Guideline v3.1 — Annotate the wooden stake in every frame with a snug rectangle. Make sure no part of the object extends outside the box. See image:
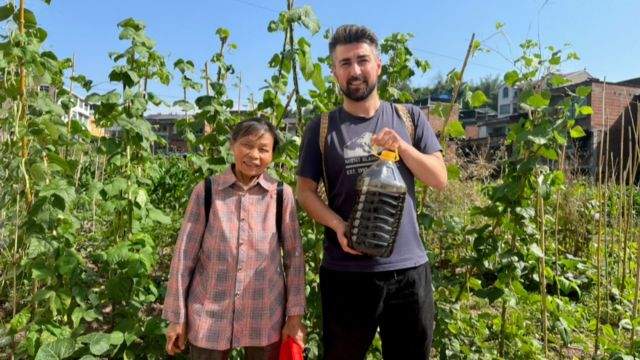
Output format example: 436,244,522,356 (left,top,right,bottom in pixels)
594,79,607,358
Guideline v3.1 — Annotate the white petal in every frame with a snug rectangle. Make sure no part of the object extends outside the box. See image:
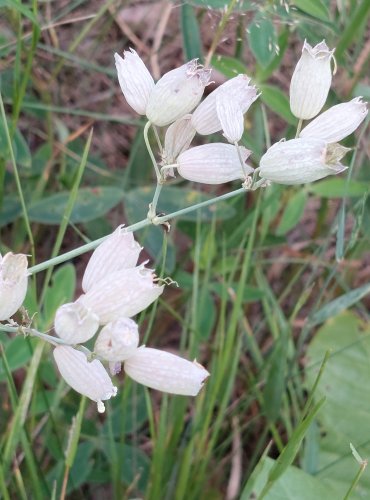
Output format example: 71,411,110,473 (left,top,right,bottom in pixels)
191,74,258,135
216,92,244,143
124,347,210,396
177,143,253,184
290,40,334,120
146,60,211,126
53,346,117,412
82,226,142,293
0,253,28,320
54,301,99,344
115,50,155,115
79,264,164,324
300,97,368,143
162,114,196,165
259,138,347,185
94,318,139,362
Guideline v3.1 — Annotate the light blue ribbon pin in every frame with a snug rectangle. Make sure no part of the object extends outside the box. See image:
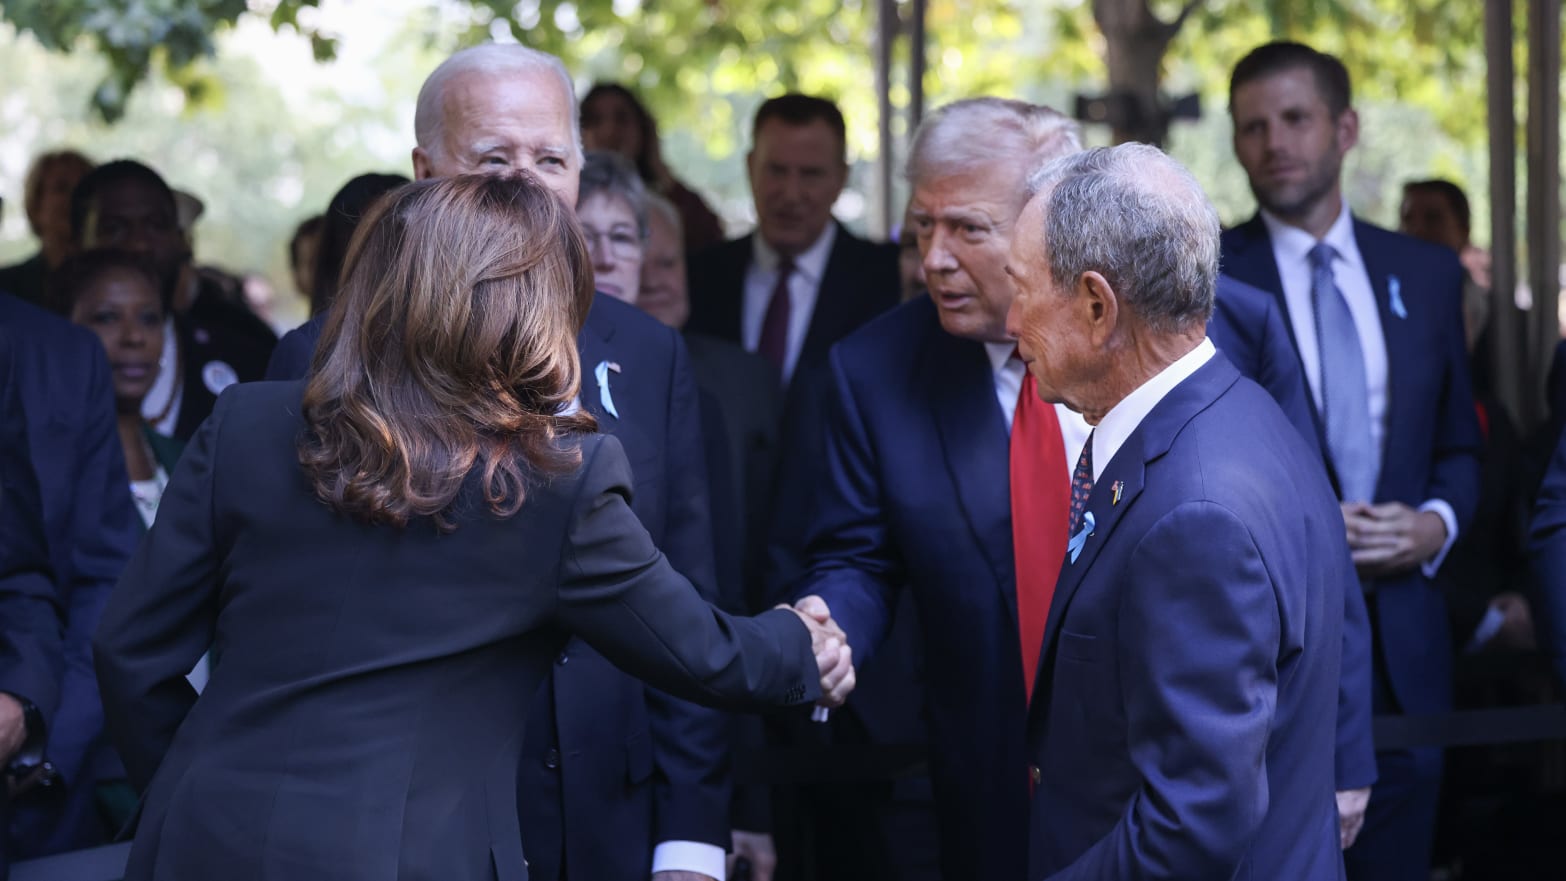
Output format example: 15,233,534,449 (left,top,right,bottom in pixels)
594,360,621,419
1067,511,1095,564
1388,275,1407,320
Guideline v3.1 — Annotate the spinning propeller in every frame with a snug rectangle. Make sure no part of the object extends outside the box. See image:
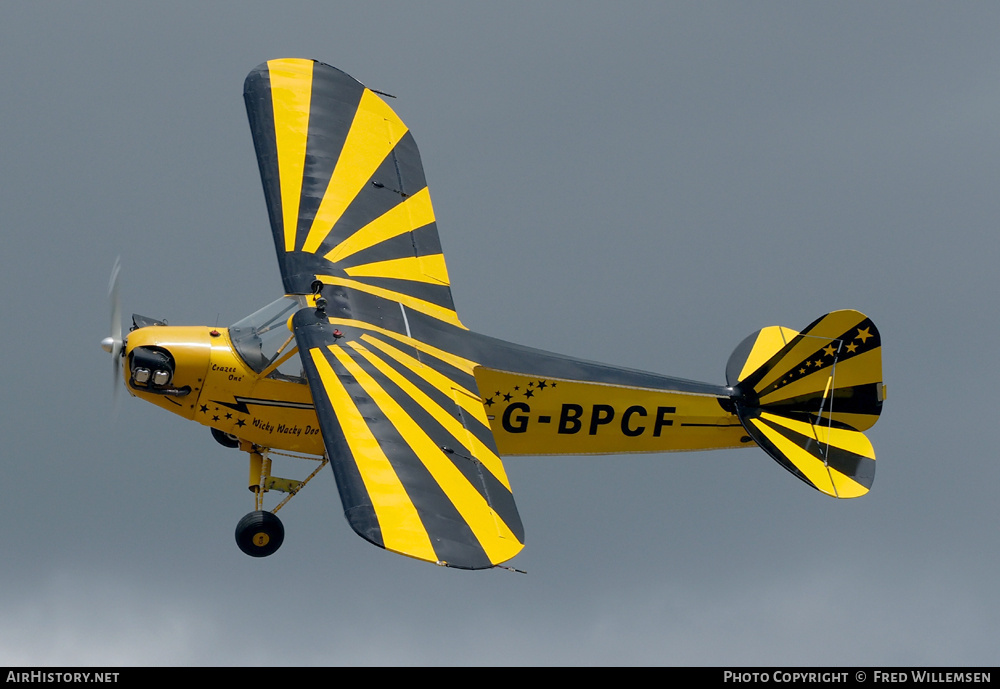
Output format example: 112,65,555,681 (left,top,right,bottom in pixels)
100,257,124,401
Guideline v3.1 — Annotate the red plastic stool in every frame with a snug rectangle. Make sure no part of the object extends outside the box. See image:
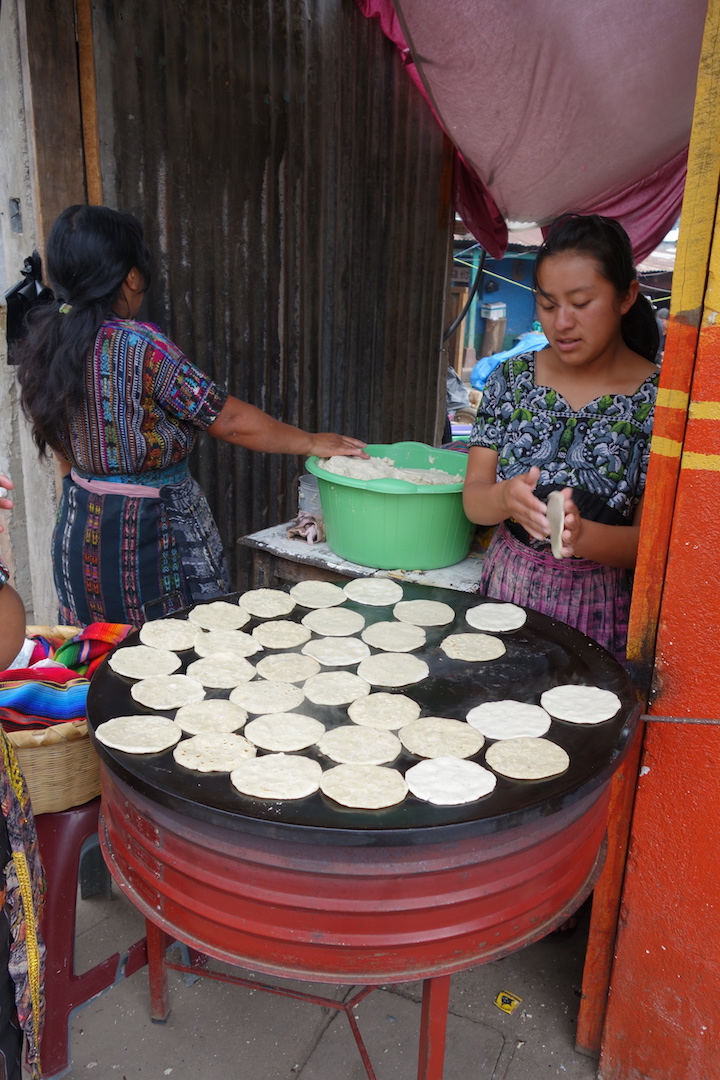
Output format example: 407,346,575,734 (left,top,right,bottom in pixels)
35,798,147,1078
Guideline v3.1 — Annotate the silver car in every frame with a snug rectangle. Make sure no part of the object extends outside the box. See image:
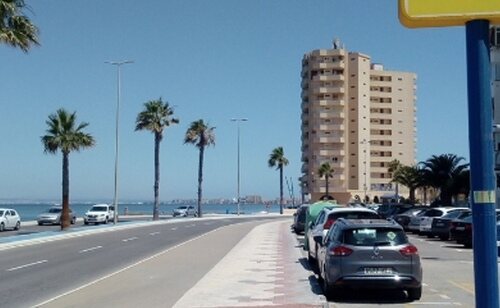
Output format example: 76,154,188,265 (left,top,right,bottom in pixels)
37,207,76,225
317,219,422,301
173,205,197,217
0,208,21,231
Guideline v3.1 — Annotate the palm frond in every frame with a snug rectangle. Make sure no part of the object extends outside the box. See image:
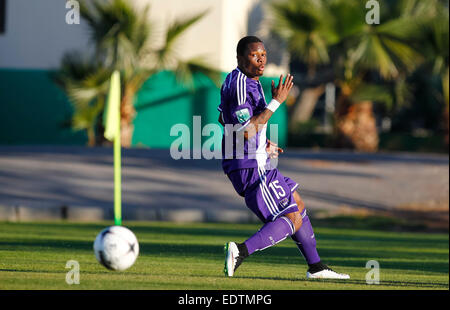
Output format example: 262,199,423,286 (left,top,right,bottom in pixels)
54,51,111,131
381,36,423,74
326,0,366,40
80,0,151,69
349,83,394,110
166,11,207,48
270,0,339,69
71,96,105,131
154,11,208,71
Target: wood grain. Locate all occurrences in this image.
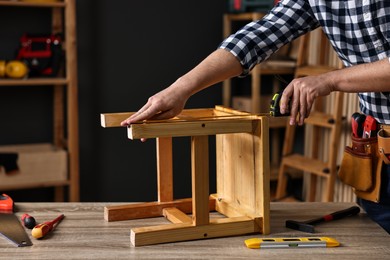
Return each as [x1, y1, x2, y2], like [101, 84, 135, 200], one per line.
[1, 202, 389, 259]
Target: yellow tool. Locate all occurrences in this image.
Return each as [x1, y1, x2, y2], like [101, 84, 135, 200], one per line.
[0, 60, 28, 79]
[270, 91, 290, 117]
[245, 237, 340, 249]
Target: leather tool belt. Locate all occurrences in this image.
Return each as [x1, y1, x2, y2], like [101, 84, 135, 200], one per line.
[338, 124, 390, 203]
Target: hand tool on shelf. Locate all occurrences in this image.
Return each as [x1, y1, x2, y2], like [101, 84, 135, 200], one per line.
[32, 214, 64, 239]
[0, 194, 33, 247]
[285, 206, 360, 233]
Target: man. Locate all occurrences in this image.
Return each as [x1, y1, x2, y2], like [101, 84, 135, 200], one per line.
[121, 1, 390, 233]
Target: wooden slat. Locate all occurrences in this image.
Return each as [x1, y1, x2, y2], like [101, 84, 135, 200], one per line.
[100, 107, 256, 128]
[191, 136, 209, 226]
[131, 217, 259, 246]
[305, 111, 336, 128]
[128, 119, 256, 139]
[216, 116, 270, 235]
[65, 0, 79, 202]
[0, 0, 65, 7]
[104, 198, 216, 222]
[211, 194, 260, 219]
[0, 78, 68, 86]
[100, 112, 134, 127]
[162, 207, 192, 224]
[282, 154, 331, 178]
[214, 105, 252, 116]
[254, 116, 270, 234]
[156, 137, 173, 202]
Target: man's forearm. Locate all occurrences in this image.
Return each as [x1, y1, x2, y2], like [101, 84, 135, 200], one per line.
[176, 49, 243, 97]
[331, 58, 390, 93]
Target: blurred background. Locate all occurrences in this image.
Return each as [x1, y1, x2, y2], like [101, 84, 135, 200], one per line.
[0, 1, 228, 202]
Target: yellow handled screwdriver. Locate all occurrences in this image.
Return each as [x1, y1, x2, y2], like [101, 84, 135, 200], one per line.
[31, 214, 64, 239]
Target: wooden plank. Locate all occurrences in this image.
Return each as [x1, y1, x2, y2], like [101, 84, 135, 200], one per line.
[214, 105, 252, 116]
[65, 0, 80, 202]
[131, 217, 259, 246]
[0, 0, 66, 7]
[211, 194, 262, 219]
[216, 116, 270, 234]
[162, 207, 192, 224]
[156, 137, 173, 202]
[282, 154, 330, 177]
[100, 112, 134, 127]
[0, 78, 68, 86]
[128, 119, 256, 139]
[254, 116, 270, 234]
[191, 136, 209, 226]
[305, 111, 336, 128]
[100, 107, 256, 128]
[210, 194, 243, 218]
[104, 198, 216, 222]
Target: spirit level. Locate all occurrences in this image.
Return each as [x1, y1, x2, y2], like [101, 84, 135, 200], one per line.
[245, 237, 340, 249]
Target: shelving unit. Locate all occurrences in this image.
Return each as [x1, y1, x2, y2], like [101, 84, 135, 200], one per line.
[0, 0, 79, 202]
[275, 29, 344, 202]
[222, 12, 294, 180]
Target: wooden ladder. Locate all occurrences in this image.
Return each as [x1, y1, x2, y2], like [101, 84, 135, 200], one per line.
[275, 29, 344, 202]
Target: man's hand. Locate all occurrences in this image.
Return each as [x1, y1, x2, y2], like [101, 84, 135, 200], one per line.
[280, 74, 334, 125]
[120, 82, 189, 126]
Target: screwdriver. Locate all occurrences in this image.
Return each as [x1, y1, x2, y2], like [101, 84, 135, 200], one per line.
[21, 213, 36, 229]
[31, 214, 64, 239]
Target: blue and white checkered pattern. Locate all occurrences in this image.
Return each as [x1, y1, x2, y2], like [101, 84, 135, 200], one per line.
[219, 0, 390, 124]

▶ _EXERCISE_: All lines in the data that contain the word "white" should be copied.

▶ _SOLUTION FOR THIS EXERCISE_:
Guideline v3.1 — Annotate the white petal in every frame with a snug rectangle. Make sure no part of the object extends outside the box. See image:
Target: blue and white checkered pattern. Locate all occurrences in this image.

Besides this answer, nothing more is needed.